◆ **Directions**
Report each line of the items below that contains the word "plow", and copy every such line in full.
Dataset entries start
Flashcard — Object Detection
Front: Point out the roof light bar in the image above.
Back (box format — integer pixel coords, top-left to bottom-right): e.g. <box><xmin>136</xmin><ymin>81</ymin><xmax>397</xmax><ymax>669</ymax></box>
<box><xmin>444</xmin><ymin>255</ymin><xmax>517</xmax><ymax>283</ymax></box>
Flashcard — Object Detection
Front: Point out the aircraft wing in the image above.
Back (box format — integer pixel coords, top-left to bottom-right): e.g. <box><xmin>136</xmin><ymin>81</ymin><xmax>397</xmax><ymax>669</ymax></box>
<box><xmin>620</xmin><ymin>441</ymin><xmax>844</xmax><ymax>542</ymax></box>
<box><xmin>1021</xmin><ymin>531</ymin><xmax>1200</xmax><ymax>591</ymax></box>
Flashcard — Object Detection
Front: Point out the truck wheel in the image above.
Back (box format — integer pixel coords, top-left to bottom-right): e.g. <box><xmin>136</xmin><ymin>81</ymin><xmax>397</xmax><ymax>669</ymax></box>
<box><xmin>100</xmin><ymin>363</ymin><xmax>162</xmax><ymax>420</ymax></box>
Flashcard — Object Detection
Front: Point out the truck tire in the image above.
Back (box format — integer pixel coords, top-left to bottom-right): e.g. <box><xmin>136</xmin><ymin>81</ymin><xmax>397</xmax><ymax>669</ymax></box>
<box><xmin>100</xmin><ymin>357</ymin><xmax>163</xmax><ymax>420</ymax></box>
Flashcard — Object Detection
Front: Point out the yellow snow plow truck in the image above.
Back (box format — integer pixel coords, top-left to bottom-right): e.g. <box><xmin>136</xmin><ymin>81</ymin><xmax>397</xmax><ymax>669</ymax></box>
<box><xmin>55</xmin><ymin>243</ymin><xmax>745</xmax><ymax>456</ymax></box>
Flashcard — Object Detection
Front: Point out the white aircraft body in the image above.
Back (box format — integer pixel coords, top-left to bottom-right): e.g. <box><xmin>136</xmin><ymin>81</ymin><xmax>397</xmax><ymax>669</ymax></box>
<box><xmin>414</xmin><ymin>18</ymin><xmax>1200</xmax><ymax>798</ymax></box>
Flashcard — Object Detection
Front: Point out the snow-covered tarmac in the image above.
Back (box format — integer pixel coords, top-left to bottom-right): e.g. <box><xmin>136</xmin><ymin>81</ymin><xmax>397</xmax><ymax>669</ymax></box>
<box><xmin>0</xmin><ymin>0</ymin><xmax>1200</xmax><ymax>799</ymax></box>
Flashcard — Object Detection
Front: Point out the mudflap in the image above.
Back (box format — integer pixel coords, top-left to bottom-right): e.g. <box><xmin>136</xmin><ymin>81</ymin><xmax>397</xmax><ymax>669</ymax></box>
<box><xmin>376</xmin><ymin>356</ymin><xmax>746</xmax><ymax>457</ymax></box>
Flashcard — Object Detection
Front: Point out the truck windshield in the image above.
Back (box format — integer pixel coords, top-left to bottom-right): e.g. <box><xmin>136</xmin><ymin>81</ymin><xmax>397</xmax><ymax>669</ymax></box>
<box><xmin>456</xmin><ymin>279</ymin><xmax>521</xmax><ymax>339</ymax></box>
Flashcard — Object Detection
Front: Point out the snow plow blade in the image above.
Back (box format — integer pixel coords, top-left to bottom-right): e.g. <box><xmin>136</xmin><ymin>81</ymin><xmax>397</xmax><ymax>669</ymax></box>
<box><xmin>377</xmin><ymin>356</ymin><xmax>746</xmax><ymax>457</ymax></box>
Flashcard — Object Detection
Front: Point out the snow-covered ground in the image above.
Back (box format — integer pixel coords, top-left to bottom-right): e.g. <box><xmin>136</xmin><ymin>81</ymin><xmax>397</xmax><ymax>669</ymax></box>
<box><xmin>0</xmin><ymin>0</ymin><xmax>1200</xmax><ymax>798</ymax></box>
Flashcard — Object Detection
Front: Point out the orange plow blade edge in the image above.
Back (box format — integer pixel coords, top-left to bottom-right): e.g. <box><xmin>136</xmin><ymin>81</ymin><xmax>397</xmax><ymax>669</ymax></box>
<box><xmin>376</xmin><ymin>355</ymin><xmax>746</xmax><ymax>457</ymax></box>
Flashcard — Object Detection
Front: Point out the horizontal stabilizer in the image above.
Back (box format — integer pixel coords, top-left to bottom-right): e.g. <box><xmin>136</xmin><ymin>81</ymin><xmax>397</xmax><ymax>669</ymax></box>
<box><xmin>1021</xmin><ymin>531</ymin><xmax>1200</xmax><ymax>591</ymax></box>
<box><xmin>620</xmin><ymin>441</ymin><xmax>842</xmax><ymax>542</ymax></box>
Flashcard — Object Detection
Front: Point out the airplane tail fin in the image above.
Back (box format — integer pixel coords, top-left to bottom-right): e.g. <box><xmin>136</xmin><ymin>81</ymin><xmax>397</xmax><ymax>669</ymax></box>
Dataset entries end
◆ **Solution**
Front: Point out the yellow snow plow truck in the image above.
Front: Point out the snow plow blade in the image above.
Front: Point out the orange plow blade edge in the image above.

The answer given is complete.